What needs to be done >>
Copy exactly the lines starting at the one that contains "point: illuminated skyscraper" and running through the end of the material below. Exclude any pictures.

Input data >>
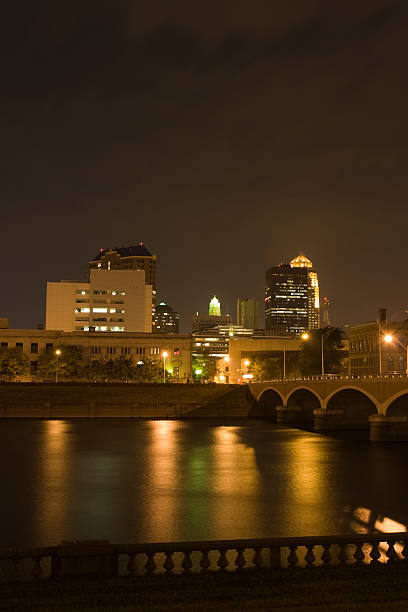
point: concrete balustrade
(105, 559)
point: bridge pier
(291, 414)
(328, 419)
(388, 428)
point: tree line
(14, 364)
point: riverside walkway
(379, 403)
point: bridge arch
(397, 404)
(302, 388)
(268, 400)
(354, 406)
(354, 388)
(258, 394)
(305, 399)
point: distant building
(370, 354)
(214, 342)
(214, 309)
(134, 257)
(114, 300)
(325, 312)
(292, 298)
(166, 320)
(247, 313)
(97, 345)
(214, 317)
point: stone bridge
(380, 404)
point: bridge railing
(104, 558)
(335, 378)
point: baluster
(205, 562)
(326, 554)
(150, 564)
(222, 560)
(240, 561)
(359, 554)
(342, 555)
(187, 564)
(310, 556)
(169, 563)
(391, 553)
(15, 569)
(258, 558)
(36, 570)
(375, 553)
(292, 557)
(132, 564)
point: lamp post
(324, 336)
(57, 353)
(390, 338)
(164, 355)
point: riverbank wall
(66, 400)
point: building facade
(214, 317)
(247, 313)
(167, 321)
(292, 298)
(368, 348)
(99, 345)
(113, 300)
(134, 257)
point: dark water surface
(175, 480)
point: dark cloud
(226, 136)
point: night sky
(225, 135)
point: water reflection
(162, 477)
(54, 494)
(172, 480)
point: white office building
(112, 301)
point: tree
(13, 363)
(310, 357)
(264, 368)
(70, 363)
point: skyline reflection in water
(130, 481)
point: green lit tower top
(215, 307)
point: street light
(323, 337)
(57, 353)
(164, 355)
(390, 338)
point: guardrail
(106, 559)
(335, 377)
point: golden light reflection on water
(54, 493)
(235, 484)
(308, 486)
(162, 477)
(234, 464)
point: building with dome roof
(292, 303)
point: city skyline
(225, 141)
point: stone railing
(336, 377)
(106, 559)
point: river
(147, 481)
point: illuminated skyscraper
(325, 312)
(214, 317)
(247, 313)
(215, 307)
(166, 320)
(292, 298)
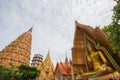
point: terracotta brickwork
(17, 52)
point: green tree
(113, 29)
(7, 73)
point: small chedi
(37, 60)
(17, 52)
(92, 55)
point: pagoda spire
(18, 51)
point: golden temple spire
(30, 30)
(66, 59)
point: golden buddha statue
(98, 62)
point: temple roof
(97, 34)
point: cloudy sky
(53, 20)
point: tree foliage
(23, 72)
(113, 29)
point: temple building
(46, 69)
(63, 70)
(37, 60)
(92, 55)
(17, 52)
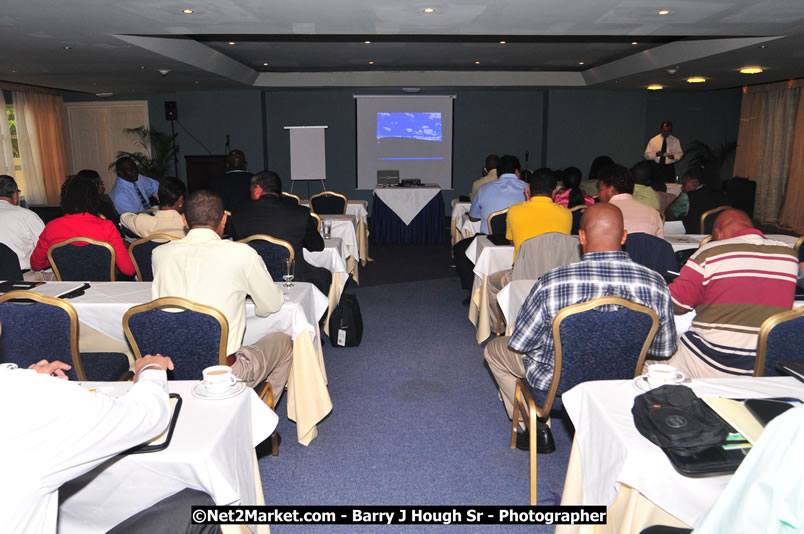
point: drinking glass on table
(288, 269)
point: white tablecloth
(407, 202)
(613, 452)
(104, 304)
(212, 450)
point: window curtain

Task result >>
point: illuminated skyscraper
(325, 312)
(214, 317)
(247, 313)
(215, 307)
(166, 320)
(292, 298)
point: terracotta brickwork
(17, 52)
point: green tree
(113, 29)
(7, 73)
point: small chedi
(37, 60)
(17, 52)
(92, 55)
point: pagoda spire
(18, 51)
point: golden temple spire
(30, 30)
(66, 59)
point: golden buddha statue
(98, 62)
point: temple roof
(97, 34)
point: cloudy sky
(53, 20)
point: tree foliage
(23, 72)
(113, 29)
point: temple building
(46, 69)
(63, 70)
(37, 60)
(92, 55)
(17, 52)
point: drinking glass on table
(288, 269)
point: white tablecloth
(407, 202)
(613, 452)
(104, 304)
(212, 450)
point: window curtain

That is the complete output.